PROBLEM TO WORK ON ->
In the listing below, locate the lines that hold the string "blue". Copy those lines.

SOURCE RECORDS ->
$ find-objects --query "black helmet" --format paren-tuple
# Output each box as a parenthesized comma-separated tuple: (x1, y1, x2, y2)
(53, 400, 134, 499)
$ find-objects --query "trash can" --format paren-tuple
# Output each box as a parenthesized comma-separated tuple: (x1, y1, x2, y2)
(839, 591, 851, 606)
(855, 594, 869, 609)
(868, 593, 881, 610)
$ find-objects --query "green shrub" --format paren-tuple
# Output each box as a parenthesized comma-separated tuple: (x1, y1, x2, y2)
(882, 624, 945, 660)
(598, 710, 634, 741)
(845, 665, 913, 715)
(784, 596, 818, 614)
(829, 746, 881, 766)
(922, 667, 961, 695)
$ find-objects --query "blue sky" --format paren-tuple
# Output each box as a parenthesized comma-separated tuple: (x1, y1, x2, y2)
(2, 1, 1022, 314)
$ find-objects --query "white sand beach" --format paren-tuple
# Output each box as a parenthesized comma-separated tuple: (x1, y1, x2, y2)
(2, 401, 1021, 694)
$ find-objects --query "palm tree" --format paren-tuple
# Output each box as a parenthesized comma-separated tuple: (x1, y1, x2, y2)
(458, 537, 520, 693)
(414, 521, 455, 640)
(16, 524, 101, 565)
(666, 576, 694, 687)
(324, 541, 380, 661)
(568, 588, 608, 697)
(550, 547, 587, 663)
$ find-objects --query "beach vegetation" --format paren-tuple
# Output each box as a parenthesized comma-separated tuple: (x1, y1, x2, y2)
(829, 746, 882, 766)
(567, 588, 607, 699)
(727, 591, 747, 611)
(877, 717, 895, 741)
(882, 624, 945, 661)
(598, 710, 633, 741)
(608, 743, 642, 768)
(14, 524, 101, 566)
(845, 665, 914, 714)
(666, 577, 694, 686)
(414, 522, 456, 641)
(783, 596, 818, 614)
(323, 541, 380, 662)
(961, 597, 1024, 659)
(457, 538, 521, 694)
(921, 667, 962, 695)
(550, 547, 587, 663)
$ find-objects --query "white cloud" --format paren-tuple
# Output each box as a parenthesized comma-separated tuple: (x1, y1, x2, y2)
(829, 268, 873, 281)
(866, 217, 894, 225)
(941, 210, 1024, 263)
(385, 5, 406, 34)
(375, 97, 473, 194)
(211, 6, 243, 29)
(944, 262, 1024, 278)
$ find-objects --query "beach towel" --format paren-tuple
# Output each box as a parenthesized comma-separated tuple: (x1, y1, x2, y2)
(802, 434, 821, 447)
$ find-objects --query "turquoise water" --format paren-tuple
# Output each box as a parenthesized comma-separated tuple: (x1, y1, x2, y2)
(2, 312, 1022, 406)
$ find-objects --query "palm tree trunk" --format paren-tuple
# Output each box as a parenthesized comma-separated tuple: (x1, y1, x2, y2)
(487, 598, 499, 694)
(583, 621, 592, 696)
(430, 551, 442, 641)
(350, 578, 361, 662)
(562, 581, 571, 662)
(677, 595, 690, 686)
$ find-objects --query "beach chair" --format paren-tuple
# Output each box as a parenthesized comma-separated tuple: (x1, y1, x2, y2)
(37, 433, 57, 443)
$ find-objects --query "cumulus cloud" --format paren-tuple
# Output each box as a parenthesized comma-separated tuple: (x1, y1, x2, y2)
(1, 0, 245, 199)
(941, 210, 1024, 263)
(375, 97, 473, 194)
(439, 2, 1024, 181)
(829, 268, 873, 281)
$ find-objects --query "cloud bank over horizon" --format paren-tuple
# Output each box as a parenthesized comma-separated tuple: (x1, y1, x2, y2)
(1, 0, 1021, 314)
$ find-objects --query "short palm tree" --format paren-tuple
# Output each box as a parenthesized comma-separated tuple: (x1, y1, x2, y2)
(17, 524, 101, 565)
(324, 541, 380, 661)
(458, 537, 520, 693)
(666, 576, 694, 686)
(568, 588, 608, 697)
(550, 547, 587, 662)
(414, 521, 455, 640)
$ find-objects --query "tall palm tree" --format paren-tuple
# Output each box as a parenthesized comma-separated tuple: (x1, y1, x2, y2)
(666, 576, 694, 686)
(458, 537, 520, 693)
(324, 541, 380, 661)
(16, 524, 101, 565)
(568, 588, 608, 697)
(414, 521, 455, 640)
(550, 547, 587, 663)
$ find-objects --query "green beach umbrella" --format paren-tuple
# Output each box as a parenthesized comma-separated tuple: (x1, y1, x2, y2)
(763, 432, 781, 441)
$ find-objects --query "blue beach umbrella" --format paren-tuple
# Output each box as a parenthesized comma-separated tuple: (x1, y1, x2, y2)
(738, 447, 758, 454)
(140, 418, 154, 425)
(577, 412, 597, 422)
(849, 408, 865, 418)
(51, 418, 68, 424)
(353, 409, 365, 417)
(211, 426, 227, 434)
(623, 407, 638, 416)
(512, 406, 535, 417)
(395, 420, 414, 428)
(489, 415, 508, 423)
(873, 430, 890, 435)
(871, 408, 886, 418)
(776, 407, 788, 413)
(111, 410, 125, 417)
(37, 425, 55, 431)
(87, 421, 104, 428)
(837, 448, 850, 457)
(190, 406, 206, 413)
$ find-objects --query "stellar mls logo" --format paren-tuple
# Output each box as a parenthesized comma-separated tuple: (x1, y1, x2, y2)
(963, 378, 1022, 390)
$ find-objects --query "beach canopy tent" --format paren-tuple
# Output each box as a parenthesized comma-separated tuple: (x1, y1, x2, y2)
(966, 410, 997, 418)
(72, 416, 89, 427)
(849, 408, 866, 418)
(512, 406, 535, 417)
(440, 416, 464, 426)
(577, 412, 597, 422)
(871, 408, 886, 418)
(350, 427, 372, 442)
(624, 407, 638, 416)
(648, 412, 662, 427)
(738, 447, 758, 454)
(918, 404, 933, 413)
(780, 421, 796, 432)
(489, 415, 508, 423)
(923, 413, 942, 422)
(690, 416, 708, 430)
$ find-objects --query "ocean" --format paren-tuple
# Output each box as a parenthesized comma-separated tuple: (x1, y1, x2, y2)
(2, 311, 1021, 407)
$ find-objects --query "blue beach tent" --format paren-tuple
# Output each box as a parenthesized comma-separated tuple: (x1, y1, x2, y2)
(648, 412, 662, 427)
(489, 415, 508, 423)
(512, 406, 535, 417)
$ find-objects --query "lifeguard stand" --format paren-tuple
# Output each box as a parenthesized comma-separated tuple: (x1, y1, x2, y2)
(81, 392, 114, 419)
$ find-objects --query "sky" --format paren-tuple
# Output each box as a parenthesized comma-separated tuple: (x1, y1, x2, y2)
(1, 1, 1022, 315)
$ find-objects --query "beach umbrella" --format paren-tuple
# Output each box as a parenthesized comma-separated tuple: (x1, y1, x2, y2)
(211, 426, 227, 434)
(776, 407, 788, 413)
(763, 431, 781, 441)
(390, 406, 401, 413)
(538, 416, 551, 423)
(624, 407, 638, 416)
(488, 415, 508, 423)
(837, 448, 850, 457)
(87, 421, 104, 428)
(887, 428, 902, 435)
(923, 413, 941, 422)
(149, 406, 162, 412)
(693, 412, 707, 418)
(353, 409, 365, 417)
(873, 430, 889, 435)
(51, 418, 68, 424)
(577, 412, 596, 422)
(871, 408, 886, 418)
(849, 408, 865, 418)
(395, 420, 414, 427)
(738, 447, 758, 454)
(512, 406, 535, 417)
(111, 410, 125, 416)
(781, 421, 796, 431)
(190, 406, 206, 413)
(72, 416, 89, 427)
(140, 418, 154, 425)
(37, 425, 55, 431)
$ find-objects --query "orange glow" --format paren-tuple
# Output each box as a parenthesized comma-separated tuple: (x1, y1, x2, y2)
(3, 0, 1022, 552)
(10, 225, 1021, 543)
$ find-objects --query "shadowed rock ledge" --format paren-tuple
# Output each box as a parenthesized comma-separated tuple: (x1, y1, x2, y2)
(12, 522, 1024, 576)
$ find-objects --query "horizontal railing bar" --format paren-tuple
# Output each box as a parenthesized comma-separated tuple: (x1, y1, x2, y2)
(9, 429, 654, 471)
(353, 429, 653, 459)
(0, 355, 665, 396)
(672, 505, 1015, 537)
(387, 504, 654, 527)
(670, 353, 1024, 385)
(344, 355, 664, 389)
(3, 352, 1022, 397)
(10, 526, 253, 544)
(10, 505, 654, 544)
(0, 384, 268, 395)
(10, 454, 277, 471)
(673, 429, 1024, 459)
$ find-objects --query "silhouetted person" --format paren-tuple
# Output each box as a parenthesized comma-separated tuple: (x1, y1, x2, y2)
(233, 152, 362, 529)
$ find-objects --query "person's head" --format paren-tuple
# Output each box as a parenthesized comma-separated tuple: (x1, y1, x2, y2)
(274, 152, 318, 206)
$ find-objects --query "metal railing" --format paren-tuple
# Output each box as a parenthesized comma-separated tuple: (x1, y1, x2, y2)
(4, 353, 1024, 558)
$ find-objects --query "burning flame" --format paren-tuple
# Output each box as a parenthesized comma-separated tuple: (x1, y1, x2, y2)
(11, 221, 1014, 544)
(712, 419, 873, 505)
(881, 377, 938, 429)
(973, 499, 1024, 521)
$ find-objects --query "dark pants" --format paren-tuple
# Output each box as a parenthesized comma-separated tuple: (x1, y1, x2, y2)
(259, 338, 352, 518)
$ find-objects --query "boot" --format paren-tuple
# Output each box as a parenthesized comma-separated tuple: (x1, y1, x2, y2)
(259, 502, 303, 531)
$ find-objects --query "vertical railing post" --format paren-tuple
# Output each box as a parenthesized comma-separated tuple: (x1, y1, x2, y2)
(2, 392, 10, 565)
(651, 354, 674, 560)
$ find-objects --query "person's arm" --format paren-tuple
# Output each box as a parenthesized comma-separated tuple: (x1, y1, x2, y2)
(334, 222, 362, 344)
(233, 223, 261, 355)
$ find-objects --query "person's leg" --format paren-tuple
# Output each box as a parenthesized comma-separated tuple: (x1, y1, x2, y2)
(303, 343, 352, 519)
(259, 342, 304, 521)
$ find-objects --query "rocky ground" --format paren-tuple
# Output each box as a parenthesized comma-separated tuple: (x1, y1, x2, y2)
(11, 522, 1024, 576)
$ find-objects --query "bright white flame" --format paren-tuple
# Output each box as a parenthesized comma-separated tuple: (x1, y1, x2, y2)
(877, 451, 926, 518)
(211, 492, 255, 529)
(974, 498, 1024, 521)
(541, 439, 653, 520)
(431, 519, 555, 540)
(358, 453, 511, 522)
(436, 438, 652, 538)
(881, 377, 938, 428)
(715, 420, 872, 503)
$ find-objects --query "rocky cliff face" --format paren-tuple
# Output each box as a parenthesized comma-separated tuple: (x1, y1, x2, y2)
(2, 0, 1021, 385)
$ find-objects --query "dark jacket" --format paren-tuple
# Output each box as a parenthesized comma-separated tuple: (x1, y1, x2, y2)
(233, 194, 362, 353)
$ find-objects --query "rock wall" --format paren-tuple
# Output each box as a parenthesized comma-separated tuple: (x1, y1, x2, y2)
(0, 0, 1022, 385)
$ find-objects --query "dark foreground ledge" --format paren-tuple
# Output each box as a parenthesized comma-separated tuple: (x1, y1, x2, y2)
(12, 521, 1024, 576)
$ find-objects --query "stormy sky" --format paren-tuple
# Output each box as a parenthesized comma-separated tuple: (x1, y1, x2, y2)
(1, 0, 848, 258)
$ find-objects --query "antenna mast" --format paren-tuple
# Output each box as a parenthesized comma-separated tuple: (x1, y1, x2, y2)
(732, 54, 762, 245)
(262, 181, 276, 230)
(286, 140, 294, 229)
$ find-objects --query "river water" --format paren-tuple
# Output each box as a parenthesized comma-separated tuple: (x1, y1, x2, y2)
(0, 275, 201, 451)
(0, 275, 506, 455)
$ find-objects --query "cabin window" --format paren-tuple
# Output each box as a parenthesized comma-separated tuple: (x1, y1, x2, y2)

ANSWER SPACE ->
$ find-objects --query "blue sky" --format paren-tuple
$ find-objects --query "blue beach umbrella" --format paren-tuple
$ find-objects --query "blue beach tent" --format paren-tuple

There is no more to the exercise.